### Textauszug ###

■ Nachgefragt: Frauen politisieren
Ulrike Hauffe ist seit 1. September neue Frauenbeauftragte der Zentralen Gleichstellungsstelle für Frauen (ZGF). Die Psychologin hat 18 Jahre im Bereich Frauengesundheit gearbeitet, u.a. bei Pro Familia.
taz: In dieser Woche hat der Vermittlungsausschuß den § 218 abgeschmettert und auf die nächste Legislaturperiode vertagt. Was sagen Sie dazu?
Hauffe: Ich war erstmal froh darüber, weil einige Frauenbelange in dem Kompromißvorschlag nicht geklärt waren. Und ich bin froh, daß nochmal Gelegenheit besteht, eine § 218-Debatte zu führen. Mir hat in letzter Zeit nicht gefallen, daß wir Frauen uns so wenig geäußert haben zu der Frage. Wenn es nochmal Wahlkampfthema wird, hoffe ich, daß auch eine Politisierung unter Frauen stattfindet.
Planen Sie Aktionen dazu?
Bisher noch nicht. Wenn wir das öffentliche Interesse merken und das Gefühl haben, daß bringt was, werden wir was anzetteln.

###

■ Aufgabenliste:
(1) Prüfen Sie, ob die Aussagen (a) bis (c) mit dem Interview übereinstimmen. Antworten Sie jeweils mit Ja oder Nein und zitieren Sie die ausschlaggebenden Worte wörtlich. (a) Ulrike Hauffe ist von Beruf Juristin. (b) Der Vermittlungsausschuß hat den § 218 auf die nächste Legislaturperiode vertagt. (c) Hauffe hat bereits konkrete Aktionen zum § 218 geplant.
(2) Wie viele Jahre war Hauffe laut dem Interview im Bereich Frauengesundheit tätig?
(3) Führen Sie das Interview mit Ulrike Hauffe nach seinem letzten Satz weiter.

### Vorliegende Einträge ###

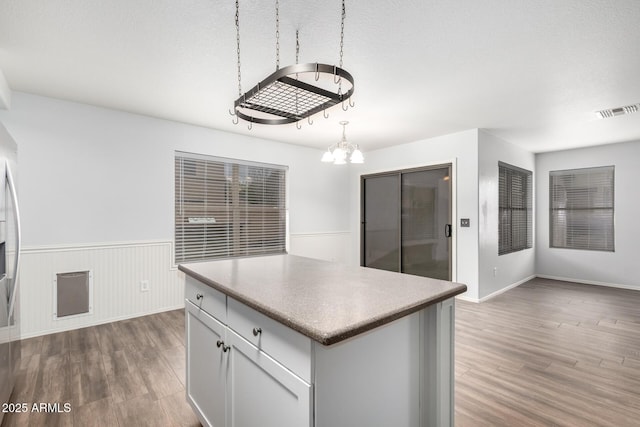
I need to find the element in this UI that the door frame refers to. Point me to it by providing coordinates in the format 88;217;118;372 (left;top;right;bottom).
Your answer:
359;158;459;282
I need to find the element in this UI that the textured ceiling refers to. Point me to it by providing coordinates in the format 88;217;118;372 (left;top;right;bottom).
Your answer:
0;0;640;152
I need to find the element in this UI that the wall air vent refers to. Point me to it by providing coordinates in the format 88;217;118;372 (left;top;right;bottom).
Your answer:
596;104;640;119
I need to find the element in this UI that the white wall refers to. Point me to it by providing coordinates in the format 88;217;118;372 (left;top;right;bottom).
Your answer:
0;92;350;336
349;129;478;299
478;130;536;300
536;141;640;289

###

■ Lösungen:
(1)
(a) Nein: „Die Psychologin hat 18 Jahre im Bereich Frauengesundheit gearbeitet“
(b) Ja: „hat der Vermittlungsausschuß den § 218 abgeschmettert und auf die nächste Legislaturperiode vertagt“
(c) Nein: „Bisher noch nicht.“

(2) 18 Jahre.

(3)
Haben Sie denn als Frauenbeauftrage direkt mit dem § 218 zu tun
Seit 1. September sind wir unabhängig von der Senatorin für Arbeit und Frauen, d. h. wir haben keine parlamentarische Einflußnahme. Wir haben deswegen natürlich umso mehr die Möglichkeit, uns frauenparteiisch zu äußern und müssen uns nicht mehr nach einer Parteilinie richten. Deswegen können wir laut sagen, was wir von den unterschiedlichen Auslegungen halten. Zum Beispiel von der früheren sozialen Notlage, die es ja gab. Jetzt heißt es schwere Schädigung der psychischen oder organischen Gesundheit der Frau. Wenn ich mir das im Klartext mal angucke, heißt das, daß die frühere Notlagenindikation praktisch unter psychische Gesundheit fällt. Das ist im Prinzip eine Psychatrisierung von Frauen. Mich ärgert immer, daß Frauen in ihrer eigenen Entscheidungsfindung als inkompetent betrachtet werden.
Bietet die GFZ Programme oder Kurse für schwangere Frauen an Info?
Nein, da wären wir überfordert. Wir sind eine politische Einrichtung und arbeiten meinungsbildend. Inwieweit wir in der nächsten Zeit öffentliche Veranstaltungen zu dem Thema machen oder Veranstaltungen anderer Gruppen unterstützen, werden wir sehen. Mit der Pro Familia selbst hier in Bremen gibt es enge Kooperationen.
Was erwarten sie von einem neuen § 218?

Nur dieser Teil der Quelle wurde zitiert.